**Passage provided:**
1

I am beginner in R and recently gone through few packages. For practice sessions I have a created a csv data set having 3 columns Part, Claimid and Cost. The dataset looks as below:-

Part  Claimid Cost
Part1 ID1 12
Part1 ID20 29
Part2 ID21 21
Part2 ID40 13
Part3 ID41 11
Part3 ID60 10

The cost column is a random number between 1 to 10 I am trying to run a loop for every Part (here 3 parts) and use dplyr package to create three distinct dataframes

library(dplyr)
claimid <- read.csv(file.choose(),header = TRUE)
plist <- unique(claimid$Part) ##Create the number of loops (Here 3)
  for (i in plist) {
      plist <- claimid %>% select(Part,Claimid) %>% filter(Part %in% i)
  }

I am getting the last 20 observations when I print plist because obviously R is saving the last observation of loop. Any help would be great to take me forward.

akrun
  • 789,025
  • 32
  • 460
  • 575
ARIMITRA MAITI
  • 163
  • 2
  • 3
  • 13

2 Answers2

1

We need to create a list to store the output if we are using the for loop. It is better to keep the data.frames in a list and not as three separate data.frame objects.

plist <- unique(claimid$Part) 
lst <- setNames(vector("list", length(plist)), plist)
 for (i in seq_along(plist)) {
   lst[[i]] <- claimid %>%
                  select(Part,Claimid) %>% 
                  filter(Part %in% plist[i])

**Dataset records:**
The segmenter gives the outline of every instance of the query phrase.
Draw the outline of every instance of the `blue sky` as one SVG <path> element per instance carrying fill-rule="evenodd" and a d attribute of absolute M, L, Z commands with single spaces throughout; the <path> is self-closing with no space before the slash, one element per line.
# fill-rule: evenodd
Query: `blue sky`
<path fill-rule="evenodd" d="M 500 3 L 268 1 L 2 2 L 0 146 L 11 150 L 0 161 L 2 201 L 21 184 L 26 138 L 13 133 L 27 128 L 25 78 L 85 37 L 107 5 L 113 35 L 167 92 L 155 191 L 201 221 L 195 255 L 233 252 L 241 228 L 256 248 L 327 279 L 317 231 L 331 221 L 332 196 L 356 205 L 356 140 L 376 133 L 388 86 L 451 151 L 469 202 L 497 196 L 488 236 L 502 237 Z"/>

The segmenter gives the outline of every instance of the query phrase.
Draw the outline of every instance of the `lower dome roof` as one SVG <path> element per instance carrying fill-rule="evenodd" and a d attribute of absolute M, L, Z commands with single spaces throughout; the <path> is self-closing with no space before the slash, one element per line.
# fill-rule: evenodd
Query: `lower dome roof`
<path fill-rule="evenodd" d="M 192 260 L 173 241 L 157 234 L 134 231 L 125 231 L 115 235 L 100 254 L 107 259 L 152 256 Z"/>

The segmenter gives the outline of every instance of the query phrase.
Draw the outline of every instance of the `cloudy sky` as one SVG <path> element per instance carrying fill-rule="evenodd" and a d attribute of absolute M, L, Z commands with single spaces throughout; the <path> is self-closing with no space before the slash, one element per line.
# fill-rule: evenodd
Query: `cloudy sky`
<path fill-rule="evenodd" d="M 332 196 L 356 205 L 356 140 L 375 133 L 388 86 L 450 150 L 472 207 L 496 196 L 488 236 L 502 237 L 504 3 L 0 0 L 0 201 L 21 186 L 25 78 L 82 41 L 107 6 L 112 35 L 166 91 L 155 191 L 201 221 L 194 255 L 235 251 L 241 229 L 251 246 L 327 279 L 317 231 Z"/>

**Stated task:**
Carry on the forum thread about splitting parts in R with a loop, starting right after its last line. The data plays no part in this.

**Result for this exercise:**
}

But, this can be done more directly with lapply

lst1 <- lapply(plist, function(nm) claimid %>%
                                      select(Part, Claimid) %>%
                                      filter(Part %in% nm)
                      )

However, if we need to create three different data.frame objects, assign is the option (but not recommended)

for (i in plist) {
       assign(i, claimid %>% select(Part,Claimid) %>% filter(Part %in% i))
  }


Part1
#   Part Claimid
#1 Part1     ID1
#2 Part1    ID20

Part2
#   Part Claimid
#1 Part2    ID21
#2 Part2    ID40

 Part3
#   Part Claimid
#1 Part3    ID41
#2 Part3    ID60
akrun
  • 789,025
  • 32
  • 460
  • 575
  • Many Thanks "akrun". I got to learn seq_along function and assign function. Thank you for helping beginners like me. God bless. – ARIMITRA MAITI Aug 20 '16 at 08:36
  • Hi akrun, If I use this code claimid % filter(Part %in% i) %>% group_by(Part) %>% summarise(totcost = sum(Cost), claim = n_distinct(Claimid))) rbind(df,i) } Would I be able to append the datasets Part1, Part2 and Part3 together in a single dataset df? – ARIMITRA MAITI Aug 20 '16 at 09:11
  • @ARIMITRAMAITI If you started with a single dataset, I am not sure why you are splitting it to different datsets. – akrun Aug 20 '16 at 11:46
0

If I use this code `

claimid <- read.csv(file.choose(),header = TRUE) 
df <- data.frame(Part = character(),totcost = integer(),claim = integer(),stringsAsFactors = FALSE) 
plist <- unique(claimid$Part) 
for (i in plist) { assign(i, claimid %>% filter(Part %in% i) %>% group_by(Part) %>% summarise(totcost = sum(Cost), claim = n_distinct(Claimid)))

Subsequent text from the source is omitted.